▶ [WHAT IS REQUIRED] Sort through the entries below and pull out lines containing the word "arrow".

###

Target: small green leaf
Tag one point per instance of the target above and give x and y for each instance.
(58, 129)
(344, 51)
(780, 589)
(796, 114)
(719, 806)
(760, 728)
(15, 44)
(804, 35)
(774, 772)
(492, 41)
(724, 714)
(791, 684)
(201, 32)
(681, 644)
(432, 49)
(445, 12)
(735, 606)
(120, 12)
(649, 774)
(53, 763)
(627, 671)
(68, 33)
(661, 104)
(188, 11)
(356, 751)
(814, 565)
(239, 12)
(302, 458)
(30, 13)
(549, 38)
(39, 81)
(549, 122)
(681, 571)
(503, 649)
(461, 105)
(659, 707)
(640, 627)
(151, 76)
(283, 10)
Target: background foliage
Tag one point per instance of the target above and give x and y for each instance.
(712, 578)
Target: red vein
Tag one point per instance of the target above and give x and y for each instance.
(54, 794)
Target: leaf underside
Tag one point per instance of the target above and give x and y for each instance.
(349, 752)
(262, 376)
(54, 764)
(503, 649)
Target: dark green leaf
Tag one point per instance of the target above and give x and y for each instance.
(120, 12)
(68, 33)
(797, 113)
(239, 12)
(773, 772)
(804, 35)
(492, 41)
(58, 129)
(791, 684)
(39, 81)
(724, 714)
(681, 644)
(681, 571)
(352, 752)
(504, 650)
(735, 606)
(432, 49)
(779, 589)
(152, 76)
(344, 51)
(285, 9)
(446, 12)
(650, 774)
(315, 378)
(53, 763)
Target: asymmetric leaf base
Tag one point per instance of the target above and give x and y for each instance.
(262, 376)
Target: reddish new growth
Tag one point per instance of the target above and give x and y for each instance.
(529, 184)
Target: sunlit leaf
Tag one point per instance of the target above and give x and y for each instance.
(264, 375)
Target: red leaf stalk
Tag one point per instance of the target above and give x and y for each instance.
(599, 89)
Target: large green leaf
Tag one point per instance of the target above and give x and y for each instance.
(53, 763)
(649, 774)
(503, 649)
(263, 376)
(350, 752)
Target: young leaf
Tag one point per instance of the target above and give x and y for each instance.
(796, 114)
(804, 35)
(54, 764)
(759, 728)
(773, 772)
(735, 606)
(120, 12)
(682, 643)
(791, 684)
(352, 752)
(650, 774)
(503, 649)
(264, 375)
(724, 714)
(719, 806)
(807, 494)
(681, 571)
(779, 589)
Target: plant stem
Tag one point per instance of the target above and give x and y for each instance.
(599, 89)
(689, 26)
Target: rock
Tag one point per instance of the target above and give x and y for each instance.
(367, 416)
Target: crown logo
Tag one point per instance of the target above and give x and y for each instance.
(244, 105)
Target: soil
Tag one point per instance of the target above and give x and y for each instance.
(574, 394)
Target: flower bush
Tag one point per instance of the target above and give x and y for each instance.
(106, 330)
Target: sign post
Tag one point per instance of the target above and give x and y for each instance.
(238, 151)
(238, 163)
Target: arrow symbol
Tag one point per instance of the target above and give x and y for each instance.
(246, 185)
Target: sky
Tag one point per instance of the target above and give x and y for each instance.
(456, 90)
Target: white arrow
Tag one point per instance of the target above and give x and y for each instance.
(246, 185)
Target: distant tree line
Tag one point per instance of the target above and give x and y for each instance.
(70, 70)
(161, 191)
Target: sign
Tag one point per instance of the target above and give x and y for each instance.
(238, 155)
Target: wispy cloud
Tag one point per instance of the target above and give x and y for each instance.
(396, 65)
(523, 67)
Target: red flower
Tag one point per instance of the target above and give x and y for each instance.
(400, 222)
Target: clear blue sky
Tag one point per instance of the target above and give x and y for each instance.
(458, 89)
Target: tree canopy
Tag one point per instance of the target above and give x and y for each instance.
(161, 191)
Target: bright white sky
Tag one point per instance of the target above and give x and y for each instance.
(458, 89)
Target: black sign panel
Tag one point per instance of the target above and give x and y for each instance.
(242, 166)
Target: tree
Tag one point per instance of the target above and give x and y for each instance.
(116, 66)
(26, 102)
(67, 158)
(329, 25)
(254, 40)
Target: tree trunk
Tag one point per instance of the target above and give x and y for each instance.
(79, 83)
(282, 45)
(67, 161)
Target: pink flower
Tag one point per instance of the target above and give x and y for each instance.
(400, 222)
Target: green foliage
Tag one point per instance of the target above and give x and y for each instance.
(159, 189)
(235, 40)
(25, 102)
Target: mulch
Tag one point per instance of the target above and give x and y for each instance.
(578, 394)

###

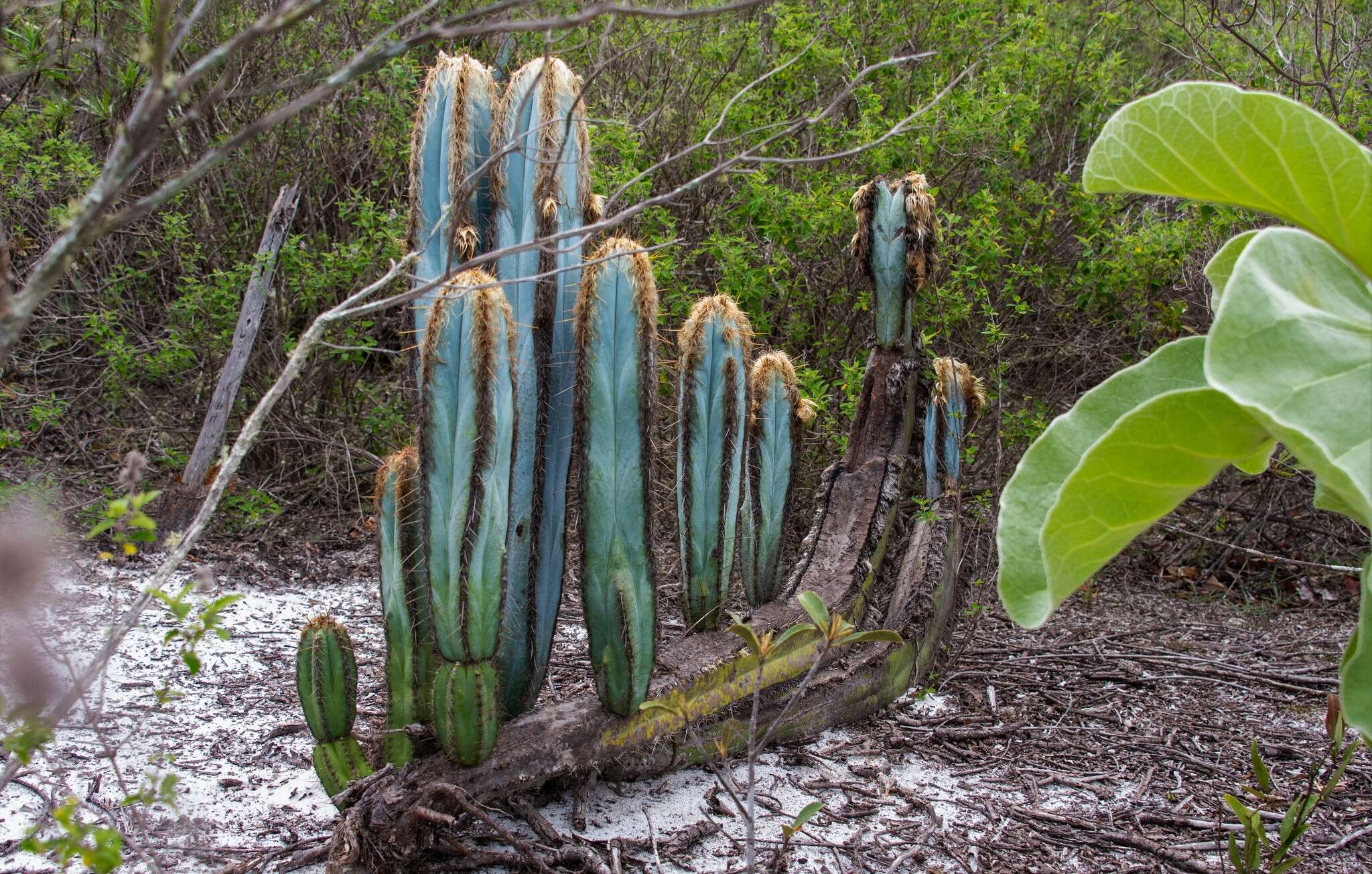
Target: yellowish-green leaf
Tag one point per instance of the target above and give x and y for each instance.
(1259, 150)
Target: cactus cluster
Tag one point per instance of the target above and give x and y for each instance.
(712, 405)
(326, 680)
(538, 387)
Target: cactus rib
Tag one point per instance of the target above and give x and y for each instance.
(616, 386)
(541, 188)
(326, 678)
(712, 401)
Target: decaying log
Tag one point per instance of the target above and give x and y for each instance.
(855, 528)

###

▶ [RESPONSE]
Target: arrow symbol
Target: white arrow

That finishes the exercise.